▸ HOW TO COMPLETE THIS TASK:
Starting at the top line and ending at the last, restate the records exactly.

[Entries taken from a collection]
Start of Block
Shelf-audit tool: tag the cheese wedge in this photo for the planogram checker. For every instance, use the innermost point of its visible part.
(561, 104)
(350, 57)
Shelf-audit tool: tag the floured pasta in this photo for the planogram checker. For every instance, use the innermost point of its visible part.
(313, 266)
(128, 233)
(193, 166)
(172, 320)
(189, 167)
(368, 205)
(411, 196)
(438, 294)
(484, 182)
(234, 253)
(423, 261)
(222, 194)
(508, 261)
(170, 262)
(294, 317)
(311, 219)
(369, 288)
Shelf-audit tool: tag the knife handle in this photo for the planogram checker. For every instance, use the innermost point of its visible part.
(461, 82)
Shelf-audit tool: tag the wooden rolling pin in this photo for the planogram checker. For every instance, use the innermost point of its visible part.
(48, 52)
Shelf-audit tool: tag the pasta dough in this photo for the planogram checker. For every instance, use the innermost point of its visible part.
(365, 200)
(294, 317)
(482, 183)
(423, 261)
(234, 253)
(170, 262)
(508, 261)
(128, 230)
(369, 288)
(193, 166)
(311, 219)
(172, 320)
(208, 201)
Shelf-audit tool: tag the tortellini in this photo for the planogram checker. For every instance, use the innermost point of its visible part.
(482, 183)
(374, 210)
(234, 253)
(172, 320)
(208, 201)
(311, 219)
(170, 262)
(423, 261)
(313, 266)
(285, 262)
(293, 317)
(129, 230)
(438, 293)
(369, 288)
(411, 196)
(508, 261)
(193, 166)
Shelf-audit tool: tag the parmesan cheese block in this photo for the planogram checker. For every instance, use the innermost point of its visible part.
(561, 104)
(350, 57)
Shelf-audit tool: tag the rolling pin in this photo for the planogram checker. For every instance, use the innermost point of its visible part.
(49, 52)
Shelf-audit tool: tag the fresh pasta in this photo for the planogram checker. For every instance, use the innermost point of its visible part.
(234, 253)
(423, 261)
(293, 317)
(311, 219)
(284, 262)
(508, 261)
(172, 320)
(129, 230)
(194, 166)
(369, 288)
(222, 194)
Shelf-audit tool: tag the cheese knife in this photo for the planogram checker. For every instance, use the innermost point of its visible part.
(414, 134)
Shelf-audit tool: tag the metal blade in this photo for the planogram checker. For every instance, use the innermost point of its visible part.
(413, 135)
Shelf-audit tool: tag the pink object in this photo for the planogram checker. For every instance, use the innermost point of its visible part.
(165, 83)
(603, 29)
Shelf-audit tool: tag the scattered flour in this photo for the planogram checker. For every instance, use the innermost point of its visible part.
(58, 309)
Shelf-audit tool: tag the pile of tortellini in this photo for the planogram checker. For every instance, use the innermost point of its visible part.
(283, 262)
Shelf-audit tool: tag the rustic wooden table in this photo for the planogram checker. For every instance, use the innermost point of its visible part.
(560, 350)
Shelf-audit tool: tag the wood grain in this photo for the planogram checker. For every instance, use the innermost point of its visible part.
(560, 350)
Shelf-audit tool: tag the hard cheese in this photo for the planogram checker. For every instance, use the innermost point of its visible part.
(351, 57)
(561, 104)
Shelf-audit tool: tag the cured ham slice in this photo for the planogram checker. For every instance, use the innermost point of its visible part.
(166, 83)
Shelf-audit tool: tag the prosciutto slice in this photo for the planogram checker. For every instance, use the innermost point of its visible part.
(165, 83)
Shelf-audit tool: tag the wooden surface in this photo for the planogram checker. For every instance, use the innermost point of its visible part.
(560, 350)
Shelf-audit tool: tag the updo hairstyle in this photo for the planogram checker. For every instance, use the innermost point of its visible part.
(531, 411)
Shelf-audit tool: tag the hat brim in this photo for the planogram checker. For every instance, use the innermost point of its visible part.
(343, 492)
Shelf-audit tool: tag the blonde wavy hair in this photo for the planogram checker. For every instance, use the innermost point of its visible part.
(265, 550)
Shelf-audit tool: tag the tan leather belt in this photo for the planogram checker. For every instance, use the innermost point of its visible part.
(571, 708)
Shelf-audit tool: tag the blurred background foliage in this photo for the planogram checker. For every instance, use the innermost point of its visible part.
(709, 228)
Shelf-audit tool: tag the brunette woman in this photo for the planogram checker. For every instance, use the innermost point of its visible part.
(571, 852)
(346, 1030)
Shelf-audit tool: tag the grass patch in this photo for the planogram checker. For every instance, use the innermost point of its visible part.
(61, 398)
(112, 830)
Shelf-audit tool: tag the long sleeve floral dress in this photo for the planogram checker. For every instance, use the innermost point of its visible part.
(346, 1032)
End of Block
▸ WRITTEN ANSWER:
Shelf-audit tool: tag the cheese wedge in this photo for the planogram checker. For every instance, use the innermost point of its visible part.
(561, 104)
(350, 57)
Shelf-audit tool: tag the floured pasta in this photo for the planogram checker. For every instance, use the innermost point of its visible part.
(313, 266)
(128, 233)
(193, 166)
(172, 320)
(189, 167)
(368, 205)
(411, 196)
(438, 294)
(484, 182)
(234, 253)
(423, 261)
(222, 194)
(508, 261)
(170, 262)
(294, 317)
(311, 219)
(369, 288)
Shelf-audit tool: tag the knife handle in this photo for the planogram checker. For every instance, use the innermost point of its visible part.
(461, 82)
Shelf-audit tool: tag the wooden rolling pin in this photo for the planogram checker. For every instance, use the innermost point of its visible part.
(48, 52)
Shelf-audit tool: tag the pasta dough in this photo for the planogram checker. For every instance, use the innermost point of its visible part.
(365, 200)
(294, 317)
(482, 183)
(423, 261)
(234, 253)
(170, 262)
(508, 261)
(128, 230)
(369, 288)
(193, 166)
(311, 219)
(172, 320)
(208, 201)
Shelf-audit tool: tag the tortellini in this photo for the planogram checker. For every instance, use the innermost point of its visible part.
(482, 183)
(374, 210)
(234, 253)
(172, 320)
(208, 201)
(311, 219)
(170, 262)
(423, 261)
(313, 266)
(285, 262)
(293, 317)
(129, 230)
(438, 293)
(369, 288)
(411, 196)
(508, 261)
(193, 166)
Shelf-audit tool: tag the parmesan cheese block in this photo for the planogram checker. For every instance, use the innermost point of its visible part.
(561, 104)
(350, 57)
Shelf-audit tool: tag the rolling pin in this photo for the planogram checker. For every instance, use the innermost point of its visible part.
(49, 52)
Shelf-audit tool: tag the fresh pasta in this photo for the planogram checker. For every instance, use the innermost point of its visible part.
(234, 253)
(423, 261)
(293, 317)
(311, 219)
(284, 262)
(508, 261)
(172, 320)
(129, 230)
(194, 166)
(369, 288)
(222, 194)
Shelf-audit tool: tag the cheese knife in this photo for the planogram checker. For every instance, use the innermost point of its visible part.
(414, 134)
Shelf-audit tool: tag the metal blade in this photo for the planogram checker. For every instance, use the innermost point of its visible part.
(413, 135)
Shelf-audit tool: tag the pink object in this photo for the planogram checker. For every instance, use the innermost point of its visible part.
(165, 83)
(603, 29)
Shelf-audit tool: tag the scattered flour in this photo for the planogram checker. For every instance, use the innermost point of its visible part.
(58, 309)
Shelf-audit tool: tag the pile of tortellini in this photo for the planogram checker. For every instance, use the innermost point of its visible part.
(283, 262)
Shelf-audit tool: tag the rustic wooden table in this photo for the planogram checker. For every instance, use the innermost point of its visible part.
(560, 350)
Shelf-audit tool: tag the wood grain in this photo for the planogram checker. For every instance, use the innermost point of its visible part.
(560, 350)
Shelf-audit tool: tag the hard cheese in this photo for the planogram checker. For every instance, use the innermost point of its visible part.
(351, 57)
(561, 104)
Shelf-audit tool: tag the cured ham slice in this photo for the planogram checker. For every instance, use the innermost point of its visible part.
(166, 83)
Shelf-audit tool: tag the prosciutto slice in this photo for the planogram checker. For every instance, use the innermost point of its visible part.
(165, 83)
Shelf-audit tool: tag the wooden surface in this photo for the planogram checker. For every instance, use the innermost point of its visible part.
(560, 350)
Shelf-audit tool: tag the updo hairstyle in this photo for the planogram checker. For every instance, use the innermost point of its visible part.
(531, 411)
Shelf-audit tool: tag the hat brim in this photo for the planogram checker. For every instance, use the innermost point of its visible part.
(343, 492)
Shelf-audit tool: tag the blonde wavy hair in this photo for the planogram checker. For every instance, use the innermost point of its visible part.
(265, 550)
Shelf-audit tool: tag the tan leather belt in this photo for the planogram checker. For every instance, use the innermost point of its visible part.
(571, 708)
Shelf-audit tool: tag the blurred background foliage in this photo for the planogram checker. For every instance, use the innermost point of its visible part.
(709, 228)
Shelf-audit tool: tag the brunette woman in this photo for the planogram checker. For every instance, use the innermost point of its visible part.
(571, 852)
(346, 1030)
Shelf-audit tool: tag the grass patch in this photo for the planogram checker. For every instance, use the innermost point of its visible part.
(61, 398)
(112, 830)
Shelf-audit tool: tag the long sleeve floral dress in this photo for the planogram checker. For every instance, use the innermost point of its visible part.
(346, 1032)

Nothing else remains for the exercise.